=== Section Start ===

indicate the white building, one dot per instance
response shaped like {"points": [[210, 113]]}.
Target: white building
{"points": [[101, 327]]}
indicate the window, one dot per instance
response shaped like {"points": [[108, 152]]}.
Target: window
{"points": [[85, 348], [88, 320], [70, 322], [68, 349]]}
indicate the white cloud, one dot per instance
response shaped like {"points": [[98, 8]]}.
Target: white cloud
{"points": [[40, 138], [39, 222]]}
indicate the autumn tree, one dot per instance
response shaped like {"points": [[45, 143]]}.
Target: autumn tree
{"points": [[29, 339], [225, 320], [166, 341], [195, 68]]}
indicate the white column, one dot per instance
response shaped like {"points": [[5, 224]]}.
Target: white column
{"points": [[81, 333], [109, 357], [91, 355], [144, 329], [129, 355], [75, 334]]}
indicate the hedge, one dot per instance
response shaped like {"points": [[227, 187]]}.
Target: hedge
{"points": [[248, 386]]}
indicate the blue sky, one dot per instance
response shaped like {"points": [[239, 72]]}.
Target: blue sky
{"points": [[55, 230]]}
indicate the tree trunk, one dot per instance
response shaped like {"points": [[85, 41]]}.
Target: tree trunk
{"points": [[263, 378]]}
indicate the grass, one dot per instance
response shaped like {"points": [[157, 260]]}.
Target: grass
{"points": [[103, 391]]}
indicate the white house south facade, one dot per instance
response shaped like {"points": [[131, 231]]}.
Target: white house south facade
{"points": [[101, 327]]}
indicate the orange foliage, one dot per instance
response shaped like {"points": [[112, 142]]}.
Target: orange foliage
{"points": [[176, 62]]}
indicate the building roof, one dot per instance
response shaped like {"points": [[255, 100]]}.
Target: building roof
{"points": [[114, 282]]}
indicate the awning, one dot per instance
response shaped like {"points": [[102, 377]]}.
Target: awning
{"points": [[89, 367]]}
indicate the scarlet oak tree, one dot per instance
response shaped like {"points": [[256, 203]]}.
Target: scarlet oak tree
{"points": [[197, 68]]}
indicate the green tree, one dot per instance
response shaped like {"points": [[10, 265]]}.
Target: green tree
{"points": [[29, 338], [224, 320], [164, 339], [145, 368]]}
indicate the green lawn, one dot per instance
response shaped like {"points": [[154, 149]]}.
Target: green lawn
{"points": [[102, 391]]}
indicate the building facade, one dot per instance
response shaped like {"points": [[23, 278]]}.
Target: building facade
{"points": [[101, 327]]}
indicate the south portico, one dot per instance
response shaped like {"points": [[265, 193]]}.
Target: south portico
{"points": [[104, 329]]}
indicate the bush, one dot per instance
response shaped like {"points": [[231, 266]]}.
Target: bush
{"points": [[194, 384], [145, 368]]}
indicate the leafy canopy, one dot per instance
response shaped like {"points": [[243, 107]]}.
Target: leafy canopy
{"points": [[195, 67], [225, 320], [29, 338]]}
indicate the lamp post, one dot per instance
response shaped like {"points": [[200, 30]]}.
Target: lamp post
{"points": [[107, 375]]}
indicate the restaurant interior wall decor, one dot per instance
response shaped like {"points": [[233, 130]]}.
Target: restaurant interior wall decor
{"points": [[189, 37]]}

=== Section End ===
=== Section Start ===

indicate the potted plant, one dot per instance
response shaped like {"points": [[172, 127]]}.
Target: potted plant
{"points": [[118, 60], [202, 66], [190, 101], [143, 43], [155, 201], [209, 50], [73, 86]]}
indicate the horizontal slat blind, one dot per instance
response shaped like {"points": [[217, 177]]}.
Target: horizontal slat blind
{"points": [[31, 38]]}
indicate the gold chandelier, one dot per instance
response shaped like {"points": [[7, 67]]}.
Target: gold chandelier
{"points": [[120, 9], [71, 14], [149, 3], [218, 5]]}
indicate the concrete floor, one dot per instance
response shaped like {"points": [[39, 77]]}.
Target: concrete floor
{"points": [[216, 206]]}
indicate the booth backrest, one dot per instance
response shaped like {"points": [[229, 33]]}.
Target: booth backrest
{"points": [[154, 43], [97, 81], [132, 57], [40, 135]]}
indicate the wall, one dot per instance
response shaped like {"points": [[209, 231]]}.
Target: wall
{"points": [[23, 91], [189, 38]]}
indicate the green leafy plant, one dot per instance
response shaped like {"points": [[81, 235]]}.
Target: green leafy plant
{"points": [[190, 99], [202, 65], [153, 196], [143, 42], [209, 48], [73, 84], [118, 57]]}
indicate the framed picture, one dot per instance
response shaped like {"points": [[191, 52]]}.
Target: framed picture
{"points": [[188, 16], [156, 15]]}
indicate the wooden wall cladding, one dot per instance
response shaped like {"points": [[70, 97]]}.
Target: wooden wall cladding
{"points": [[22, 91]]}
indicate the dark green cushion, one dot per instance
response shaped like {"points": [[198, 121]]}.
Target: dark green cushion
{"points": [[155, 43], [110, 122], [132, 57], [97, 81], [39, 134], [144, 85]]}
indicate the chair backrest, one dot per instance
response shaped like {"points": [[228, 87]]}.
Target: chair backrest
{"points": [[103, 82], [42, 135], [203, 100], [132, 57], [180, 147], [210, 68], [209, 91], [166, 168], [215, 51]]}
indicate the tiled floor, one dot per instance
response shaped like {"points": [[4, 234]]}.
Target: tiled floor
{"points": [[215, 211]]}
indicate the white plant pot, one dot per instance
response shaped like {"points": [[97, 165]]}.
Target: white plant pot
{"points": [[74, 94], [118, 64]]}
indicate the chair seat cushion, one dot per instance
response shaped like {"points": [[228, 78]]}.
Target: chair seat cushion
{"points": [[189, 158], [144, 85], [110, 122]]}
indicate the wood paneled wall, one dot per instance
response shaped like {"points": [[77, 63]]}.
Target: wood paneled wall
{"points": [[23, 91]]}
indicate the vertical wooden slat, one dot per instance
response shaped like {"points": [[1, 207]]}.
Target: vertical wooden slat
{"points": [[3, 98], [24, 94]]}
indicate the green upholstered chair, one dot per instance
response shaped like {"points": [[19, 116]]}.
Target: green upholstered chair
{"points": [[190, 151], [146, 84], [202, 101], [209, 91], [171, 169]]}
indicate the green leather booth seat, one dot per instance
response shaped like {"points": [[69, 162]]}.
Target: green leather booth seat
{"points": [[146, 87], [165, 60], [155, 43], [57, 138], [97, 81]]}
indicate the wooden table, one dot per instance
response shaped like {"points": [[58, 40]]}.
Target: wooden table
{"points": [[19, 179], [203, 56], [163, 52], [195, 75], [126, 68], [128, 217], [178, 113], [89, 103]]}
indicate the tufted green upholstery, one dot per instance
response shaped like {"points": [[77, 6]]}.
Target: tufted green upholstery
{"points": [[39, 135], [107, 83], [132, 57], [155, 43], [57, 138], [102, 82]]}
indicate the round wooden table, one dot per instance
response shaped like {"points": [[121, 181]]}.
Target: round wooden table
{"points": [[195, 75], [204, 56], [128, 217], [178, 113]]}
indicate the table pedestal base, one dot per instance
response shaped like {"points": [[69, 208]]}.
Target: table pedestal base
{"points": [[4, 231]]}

=== Section End ===
=== Section Start ===

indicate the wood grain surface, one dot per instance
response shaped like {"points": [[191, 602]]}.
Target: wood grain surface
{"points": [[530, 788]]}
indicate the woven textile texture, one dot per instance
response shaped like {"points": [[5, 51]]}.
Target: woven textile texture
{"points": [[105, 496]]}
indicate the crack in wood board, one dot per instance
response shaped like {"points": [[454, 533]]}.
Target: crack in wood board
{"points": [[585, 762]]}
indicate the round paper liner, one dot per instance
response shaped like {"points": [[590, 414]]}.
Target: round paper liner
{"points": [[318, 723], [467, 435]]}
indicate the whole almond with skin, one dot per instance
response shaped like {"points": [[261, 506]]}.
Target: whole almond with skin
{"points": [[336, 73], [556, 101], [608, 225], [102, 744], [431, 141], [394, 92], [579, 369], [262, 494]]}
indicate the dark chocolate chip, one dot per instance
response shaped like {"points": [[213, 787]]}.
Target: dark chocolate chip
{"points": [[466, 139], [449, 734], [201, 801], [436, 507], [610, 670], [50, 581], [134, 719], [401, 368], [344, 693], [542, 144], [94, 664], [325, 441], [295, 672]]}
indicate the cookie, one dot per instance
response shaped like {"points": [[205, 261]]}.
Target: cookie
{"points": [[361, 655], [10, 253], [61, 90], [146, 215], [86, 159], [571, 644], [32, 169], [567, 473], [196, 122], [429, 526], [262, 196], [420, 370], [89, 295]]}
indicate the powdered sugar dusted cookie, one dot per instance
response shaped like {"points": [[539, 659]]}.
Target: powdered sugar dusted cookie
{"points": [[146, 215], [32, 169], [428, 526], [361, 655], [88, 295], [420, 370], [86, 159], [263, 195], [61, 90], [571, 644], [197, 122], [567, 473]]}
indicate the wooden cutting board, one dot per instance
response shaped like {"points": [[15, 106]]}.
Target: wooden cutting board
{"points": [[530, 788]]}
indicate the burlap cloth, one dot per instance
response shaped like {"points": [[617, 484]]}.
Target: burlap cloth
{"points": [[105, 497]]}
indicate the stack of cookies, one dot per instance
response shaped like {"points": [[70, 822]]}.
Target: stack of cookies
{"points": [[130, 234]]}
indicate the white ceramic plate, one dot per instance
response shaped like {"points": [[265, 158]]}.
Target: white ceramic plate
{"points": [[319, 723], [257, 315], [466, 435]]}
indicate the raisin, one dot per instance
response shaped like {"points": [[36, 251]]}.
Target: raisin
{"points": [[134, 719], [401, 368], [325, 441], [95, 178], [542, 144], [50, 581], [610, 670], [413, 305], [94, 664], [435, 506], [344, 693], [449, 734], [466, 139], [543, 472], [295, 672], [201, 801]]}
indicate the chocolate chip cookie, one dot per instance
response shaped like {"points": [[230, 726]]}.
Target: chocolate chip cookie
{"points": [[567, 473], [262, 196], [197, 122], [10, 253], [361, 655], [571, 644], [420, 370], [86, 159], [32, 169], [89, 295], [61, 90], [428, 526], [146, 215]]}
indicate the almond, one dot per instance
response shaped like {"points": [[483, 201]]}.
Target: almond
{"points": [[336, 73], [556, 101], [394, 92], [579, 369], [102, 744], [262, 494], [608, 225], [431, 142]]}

=== Section End ===

What is required:
Of the lines above, retype only those from the line containing "indicate the stack" through the line containing "indicate the raisin, one dot per instance", including both, exactly.

Answer:
indicate the stack of cookies, one dot per instance
response shaped like {"points": [[70, 822]]}.
Target: stack of cookies
{"points": [[130, 234]]}
indicate the white ceramic plate, one dot per instance
response shaped like {"points": [[265, 158]]}.
Target: white ceramic plate
{"points": [[319, 723], [257, 315], [466, 435]]}
indicate the raisin, one dot per instance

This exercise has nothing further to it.